TASK ITEM A » In the passage on World Cancer Day, what tagline does World Cancer Day 2016-2018 take place under?
TASK ITEM B » Return the part of the passage on World Cancer Day that starts at "Truer words were" and ends at "by her oncologist.", copied word for word.

Today, February 4, 2016 is World Cancer Day. “Taking place under the tagline ‘We can. I can.’, World Cancer Day 2016-2018 will explore how everyone – as a collective or as individuals – can do their part to reduce the global burden of cancer.”
Linda Brossi Murphy faced breast cancer with a heaping dose of humor and bravely shares her cancer experience in her book F*CK OFF CANCER: Cancer, shaken, not stirred, on the rocks with a twist! to benefit those who may follow in her footsteps. Those who have previously walked in her footsteps will also gain some degree of comfort, validation, and sisterhood as they read this book. As Linda pointed out: “The good news about this is that I was not alone. The bad news is that everyone’s life is touched by cancer.”
Truer words were never spoken, as every person I know has a relationship with cancer. There are, it seems, many paths to health. Linda chose to follow conventional treatment: surgery (two lumpectomies) followed by chemotherapy and radiation. She also chose to participate in a clinical trial, not knowing whether she was receiving the actual drug or a placebo in addition to the protocol outlined by her oncologist.

SUPPLIED MATERIAL »
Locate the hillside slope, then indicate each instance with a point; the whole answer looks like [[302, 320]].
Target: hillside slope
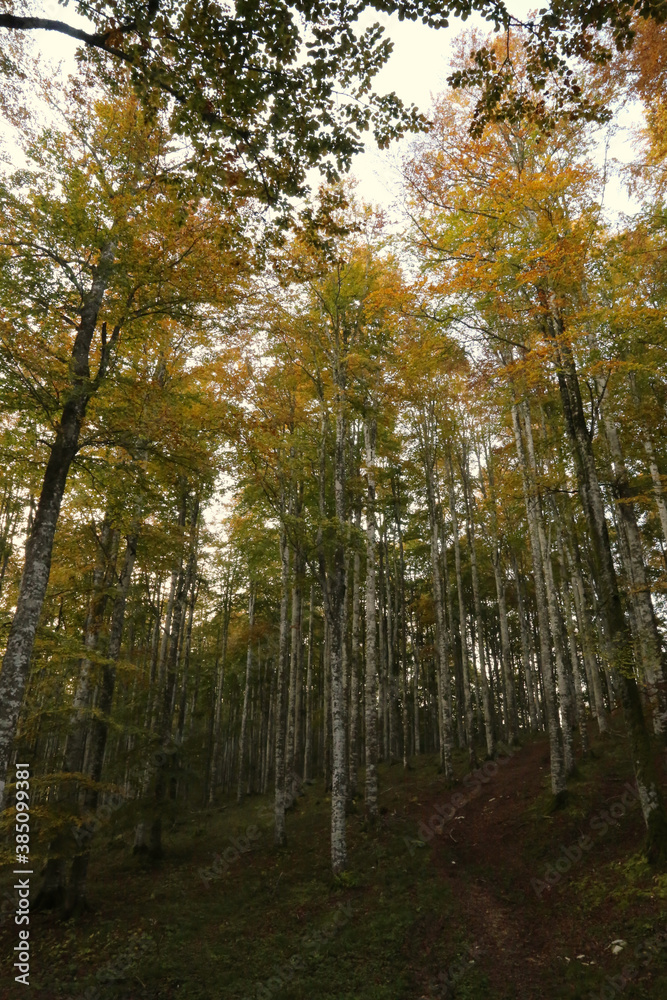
[[504, 900]]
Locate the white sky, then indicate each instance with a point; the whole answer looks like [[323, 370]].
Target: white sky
[[417, 70]]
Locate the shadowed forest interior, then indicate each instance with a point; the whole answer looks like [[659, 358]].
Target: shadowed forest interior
[[333, 538]]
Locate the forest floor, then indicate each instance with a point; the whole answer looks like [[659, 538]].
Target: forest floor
[[508, 901]]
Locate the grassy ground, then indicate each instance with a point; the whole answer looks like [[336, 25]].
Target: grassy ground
[[494, 904]]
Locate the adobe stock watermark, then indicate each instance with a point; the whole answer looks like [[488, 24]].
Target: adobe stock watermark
[[446, 811], [600, 823], [243, 844]]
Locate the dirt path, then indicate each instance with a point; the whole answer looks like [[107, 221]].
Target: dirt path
[[527, 933]]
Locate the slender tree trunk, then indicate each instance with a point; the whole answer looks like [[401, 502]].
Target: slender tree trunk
[[308, 740], [610, 599], [280, 838], [533, 709], [354, 667], [487, 707], [558, 779], [39, 544], [465, 666], [370, 787]]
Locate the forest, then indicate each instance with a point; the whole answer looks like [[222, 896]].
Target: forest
[[333, 539]]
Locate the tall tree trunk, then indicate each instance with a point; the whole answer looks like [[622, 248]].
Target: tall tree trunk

TASK RESULT A » "We can. I can."

TASK RESULT B »
Truer words were never spoken, as every person I know has a relationship with cancer. There are, it seems, many paths to health. Linda chose to follow conventional treatment: surgery (two lumpectomies) followed by chemotherapy and radiation. She also chose to participate in a clinical trial, not knowing whether she was receiving the actual drug or a placebo in addition to the protocol outlined by her oncologist.